Task: Gather every line from the items below that contains the string "solar" and copy each one in full. Letter case matters when matching.

Extracted records:
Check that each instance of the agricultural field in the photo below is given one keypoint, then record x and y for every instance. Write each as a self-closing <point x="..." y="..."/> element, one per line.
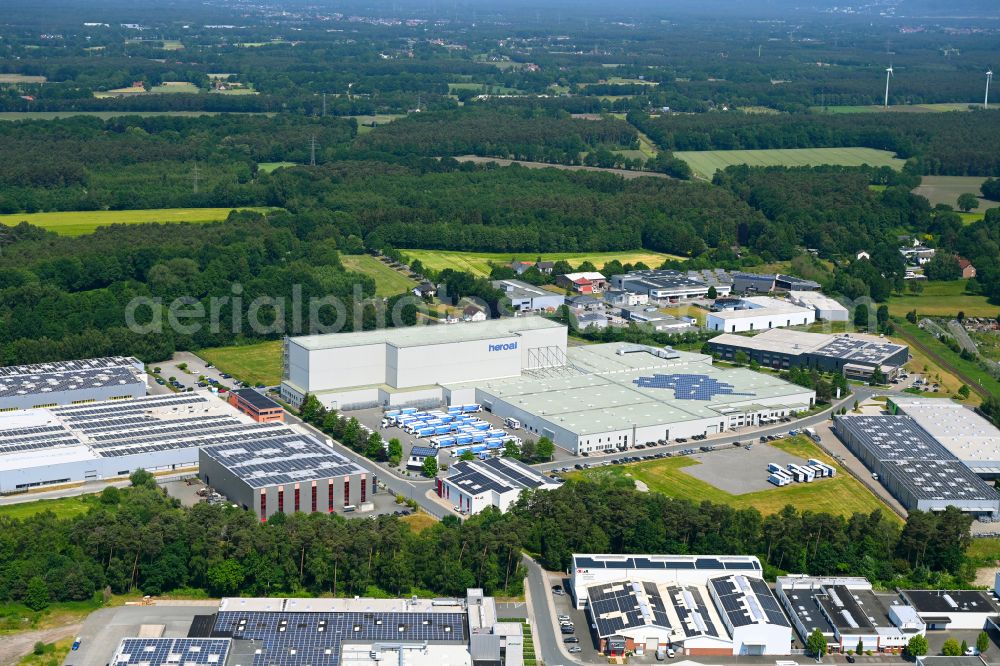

* * *

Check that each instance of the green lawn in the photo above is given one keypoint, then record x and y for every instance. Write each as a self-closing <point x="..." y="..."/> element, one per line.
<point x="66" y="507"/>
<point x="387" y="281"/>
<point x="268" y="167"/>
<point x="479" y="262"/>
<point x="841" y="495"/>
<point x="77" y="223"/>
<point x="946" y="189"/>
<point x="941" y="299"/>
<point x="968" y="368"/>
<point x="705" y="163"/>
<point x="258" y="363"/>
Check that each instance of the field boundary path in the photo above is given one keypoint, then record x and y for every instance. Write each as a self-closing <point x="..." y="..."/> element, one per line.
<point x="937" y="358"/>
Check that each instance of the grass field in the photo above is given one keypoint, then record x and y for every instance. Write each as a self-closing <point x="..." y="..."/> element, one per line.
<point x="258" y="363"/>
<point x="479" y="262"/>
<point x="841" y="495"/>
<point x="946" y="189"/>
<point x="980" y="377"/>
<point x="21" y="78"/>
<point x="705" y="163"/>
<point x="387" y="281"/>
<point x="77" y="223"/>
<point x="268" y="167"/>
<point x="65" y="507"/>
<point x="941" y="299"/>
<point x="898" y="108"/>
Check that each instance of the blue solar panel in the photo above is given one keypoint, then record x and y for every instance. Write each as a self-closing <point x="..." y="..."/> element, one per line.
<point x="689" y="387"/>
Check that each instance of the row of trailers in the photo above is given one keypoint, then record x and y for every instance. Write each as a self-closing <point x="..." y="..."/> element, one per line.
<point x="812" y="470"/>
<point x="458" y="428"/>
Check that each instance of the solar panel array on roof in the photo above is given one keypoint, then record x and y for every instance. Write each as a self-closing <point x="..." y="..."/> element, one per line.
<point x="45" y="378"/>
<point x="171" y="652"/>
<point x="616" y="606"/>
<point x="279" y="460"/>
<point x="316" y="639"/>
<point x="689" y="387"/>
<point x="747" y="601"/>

* * *

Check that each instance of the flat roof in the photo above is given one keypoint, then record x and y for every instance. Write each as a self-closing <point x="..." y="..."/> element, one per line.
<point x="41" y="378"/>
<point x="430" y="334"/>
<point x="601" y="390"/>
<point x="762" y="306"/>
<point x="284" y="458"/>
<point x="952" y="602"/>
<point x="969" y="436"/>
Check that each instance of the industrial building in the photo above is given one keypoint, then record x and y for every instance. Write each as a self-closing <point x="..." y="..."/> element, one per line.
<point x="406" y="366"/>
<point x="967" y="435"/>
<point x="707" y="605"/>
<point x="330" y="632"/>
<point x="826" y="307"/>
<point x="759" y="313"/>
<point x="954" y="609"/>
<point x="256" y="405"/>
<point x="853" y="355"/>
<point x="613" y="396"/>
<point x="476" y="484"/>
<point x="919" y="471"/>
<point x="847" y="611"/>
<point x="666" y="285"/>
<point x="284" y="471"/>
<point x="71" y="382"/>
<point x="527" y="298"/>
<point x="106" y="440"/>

Worked answer:
Check that each instance of the blue solar panel in the photo above is given one keypoint, then record x and y for every instance. Write each as a self-closing <point x="..." y="..."/> element, one per line.
Check that each instance of the solar panel array on roof in the photo above is given one keypoint, then record x and y for every instance. Write each as a self-closing <point x="..." y="..."/> element, one per line.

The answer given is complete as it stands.